▶ **Work task**
For the string "window", find every matching line in the records and copy it.

★ ★ ★ ★ ★ ★ ★

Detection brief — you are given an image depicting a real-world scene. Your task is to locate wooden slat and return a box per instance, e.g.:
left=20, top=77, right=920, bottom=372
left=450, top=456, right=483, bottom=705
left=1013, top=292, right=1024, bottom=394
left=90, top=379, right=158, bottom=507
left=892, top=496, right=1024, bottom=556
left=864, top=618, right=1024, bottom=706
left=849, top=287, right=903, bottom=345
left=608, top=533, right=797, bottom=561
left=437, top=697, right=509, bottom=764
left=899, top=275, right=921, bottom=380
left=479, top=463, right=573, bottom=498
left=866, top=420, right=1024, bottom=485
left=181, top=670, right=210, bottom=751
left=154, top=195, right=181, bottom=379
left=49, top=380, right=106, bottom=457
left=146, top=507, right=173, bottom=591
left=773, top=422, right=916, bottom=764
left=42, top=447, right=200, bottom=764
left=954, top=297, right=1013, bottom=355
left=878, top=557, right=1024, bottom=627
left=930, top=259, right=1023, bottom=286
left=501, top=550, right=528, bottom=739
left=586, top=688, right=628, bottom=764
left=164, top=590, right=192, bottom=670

★ ★ ★ ★ ★ ★ ★

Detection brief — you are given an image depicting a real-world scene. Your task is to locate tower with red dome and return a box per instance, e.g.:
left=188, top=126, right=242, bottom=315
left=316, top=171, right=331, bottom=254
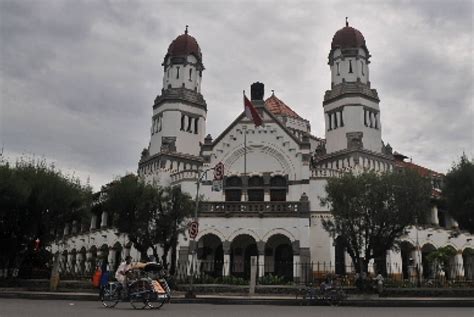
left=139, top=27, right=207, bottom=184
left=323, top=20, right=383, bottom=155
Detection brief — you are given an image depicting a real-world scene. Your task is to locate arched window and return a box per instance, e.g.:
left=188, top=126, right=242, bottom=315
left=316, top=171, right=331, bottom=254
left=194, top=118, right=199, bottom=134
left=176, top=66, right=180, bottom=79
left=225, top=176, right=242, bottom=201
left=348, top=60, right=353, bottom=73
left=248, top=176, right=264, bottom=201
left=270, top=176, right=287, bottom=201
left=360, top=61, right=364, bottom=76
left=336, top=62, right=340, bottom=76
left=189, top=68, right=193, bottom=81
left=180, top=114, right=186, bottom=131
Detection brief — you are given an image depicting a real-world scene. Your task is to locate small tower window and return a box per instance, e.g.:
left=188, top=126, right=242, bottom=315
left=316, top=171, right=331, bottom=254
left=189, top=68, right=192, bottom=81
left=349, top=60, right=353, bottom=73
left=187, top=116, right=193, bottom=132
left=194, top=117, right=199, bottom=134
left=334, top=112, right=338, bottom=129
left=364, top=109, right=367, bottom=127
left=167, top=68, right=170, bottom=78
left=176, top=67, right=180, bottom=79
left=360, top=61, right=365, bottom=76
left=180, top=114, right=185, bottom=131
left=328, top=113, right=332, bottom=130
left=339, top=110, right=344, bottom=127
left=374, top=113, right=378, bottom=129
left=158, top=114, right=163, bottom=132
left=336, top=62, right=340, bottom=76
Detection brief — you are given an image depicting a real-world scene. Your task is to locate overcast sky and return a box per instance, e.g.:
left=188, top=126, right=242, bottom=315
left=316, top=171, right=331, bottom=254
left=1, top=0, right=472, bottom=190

★ ★ ★ ★ ★ ★ ★

▶ **Result of this exercise**
Detection brief — you are given an image depicting a real-world scene. Your task is to locate arched window and return a box per instance, e.g.:
Detection brief — you are given an image depicting a real-world scene. Your task is to locate small tower window and return a box per instance, e.g.:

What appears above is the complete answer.